AIM OF THE EXERCISE
Copy the records word for word, beginning at their first line and ending with the line containing "positive clicks: (139, 24)", with both ends included.

-- Opening Marker --

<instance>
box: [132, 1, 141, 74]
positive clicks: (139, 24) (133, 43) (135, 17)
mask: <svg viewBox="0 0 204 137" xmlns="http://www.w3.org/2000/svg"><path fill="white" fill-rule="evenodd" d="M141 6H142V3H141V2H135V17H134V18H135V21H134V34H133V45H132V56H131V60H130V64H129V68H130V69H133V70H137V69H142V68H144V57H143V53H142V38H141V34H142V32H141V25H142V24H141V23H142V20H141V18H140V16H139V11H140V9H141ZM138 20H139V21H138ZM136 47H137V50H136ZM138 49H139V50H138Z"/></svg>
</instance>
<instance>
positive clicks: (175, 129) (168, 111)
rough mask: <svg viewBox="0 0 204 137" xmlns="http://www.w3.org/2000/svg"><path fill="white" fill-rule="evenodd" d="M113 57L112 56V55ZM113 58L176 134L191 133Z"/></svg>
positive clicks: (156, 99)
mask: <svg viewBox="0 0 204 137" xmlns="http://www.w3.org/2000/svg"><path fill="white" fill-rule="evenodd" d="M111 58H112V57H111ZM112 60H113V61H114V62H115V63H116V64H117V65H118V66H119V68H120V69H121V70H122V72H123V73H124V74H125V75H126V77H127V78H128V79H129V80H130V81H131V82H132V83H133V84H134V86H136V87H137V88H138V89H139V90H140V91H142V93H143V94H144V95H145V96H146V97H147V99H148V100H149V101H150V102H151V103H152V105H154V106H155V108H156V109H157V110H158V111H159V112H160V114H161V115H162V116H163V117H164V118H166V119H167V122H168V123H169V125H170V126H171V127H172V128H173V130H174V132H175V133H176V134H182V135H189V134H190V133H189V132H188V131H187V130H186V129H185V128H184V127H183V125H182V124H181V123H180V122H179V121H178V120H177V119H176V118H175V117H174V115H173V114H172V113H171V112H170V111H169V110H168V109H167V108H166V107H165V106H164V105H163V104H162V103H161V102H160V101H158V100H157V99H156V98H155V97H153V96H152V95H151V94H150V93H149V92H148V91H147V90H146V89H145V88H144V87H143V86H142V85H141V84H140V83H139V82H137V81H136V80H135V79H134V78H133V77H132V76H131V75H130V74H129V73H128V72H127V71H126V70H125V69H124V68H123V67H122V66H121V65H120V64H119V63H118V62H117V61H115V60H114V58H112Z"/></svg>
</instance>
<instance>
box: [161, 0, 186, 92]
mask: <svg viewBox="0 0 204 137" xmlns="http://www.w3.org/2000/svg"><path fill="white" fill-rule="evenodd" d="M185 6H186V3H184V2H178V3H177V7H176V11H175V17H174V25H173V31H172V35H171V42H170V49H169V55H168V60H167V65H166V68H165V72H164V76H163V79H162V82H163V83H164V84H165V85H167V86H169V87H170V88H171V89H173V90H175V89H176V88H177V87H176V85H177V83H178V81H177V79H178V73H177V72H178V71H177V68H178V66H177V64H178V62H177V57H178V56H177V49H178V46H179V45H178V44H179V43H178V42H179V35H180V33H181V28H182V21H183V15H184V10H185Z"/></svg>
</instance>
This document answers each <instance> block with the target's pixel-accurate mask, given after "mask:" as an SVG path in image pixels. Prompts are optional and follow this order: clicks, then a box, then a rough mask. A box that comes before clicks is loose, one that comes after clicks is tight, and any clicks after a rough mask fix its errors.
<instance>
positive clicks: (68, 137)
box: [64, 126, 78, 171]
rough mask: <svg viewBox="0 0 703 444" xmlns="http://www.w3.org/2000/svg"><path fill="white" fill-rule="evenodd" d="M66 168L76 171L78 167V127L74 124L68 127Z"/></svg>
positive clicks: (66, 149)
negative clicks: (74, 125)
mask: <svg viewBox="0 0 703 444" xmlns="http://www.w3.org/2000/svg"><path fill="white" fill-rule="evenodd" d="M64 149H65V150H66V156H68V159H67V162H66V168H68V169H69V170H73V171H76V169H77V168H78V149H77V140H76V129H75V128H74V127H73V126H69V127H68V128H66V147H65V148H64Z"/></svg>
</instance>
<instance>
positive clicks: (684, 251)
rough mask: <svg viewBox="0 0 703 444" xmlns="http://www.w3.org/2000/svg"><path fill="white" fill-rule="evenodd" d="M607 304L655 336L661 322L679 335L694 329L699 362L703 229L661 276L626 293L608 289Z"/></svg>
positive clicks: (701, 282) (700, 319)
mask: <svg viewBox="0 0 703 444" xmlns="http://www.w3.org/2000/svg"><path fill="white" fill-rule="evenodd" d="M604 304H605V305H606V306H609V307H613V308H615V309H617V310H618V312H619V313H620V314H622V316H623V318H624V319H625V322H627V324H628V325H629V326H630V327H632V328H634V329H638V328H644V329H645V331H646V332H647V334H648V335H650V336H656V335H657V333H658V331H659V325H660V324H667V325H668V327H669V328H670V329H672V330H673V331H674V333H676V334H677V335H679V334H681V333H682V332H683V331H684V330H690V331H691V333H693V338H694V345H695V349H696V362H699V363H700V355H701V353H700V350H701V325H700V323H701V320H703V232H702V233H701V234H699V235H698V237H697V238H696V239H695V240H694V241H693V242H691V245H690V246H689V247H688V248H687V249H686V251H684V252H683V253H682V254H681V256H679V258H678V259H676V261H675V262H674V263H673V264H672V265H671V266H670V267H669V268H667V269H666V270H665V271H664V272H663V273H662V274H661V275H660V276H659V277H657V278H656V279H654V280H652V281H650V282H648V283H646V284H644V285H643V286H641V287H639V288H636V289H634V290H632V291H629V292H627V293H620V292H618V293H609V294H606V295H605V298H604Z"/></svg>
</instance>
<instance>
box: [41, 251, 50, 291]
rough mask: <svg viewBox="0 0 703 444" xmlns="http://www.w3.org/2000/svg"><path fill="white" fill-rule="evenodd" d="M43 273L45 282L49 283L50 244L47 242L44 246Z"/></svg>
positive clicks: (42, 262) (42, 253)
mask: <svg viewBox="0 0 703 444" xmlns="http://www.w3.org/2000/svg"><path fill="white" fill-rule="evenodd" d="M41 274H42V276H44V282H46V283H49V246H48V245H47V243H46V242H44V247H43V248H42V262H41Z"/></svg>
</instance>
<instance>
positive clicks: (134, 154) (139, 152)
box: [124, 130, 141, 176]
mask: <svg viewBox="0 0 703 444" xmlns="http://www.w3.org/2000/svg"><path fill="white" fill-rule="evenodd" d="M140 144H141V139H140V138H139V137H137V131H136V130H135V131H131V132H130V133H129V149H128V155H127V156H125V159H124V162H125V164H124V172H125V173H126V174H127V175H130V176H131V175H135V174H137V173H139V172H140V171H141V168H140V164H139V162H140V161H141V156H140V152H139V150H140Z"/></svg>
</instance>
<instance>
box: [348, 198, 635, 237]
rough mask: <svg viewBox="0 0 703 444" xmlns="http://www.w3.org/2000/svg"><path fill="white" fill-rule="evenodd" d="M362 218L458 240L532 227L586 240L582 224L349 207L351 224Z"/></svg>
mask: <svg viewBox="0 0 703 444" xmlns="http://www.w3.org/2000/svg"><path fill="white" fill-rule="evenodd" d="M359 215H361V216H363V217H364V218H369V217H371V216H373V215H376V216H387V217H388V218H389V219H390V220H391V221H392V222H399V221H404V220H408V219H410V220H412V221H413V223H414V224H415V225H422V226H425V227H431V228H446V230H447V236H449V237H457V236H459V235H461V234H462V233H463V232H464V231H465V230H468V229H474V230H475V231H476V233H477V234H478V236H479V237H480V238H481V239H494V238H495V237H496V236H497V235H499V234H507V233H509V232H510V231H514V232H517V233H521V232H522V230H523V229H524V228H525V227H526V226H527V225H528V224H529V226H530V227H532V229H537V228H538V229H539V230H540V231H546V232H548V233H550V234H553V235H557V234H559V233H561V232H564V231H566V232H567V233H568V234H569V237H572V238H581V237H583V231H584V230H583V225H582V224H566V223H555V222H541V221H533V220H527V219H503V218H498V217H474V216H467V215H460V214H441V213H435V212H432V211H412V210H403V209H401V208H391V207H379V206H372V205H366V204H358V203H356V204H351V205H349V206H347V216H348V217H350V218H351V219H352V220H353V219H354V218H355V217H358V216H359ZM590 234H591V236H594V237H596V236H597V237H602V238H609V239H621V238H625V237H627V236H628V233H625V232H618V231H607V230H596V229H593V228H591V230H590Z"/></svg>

-- Closing Marker --

RESULT FOR THIS EXERCISE
<instance>
box: [132, 1, 141, 74]
positive clicks: (139, 24) (133, 43) (135, 17)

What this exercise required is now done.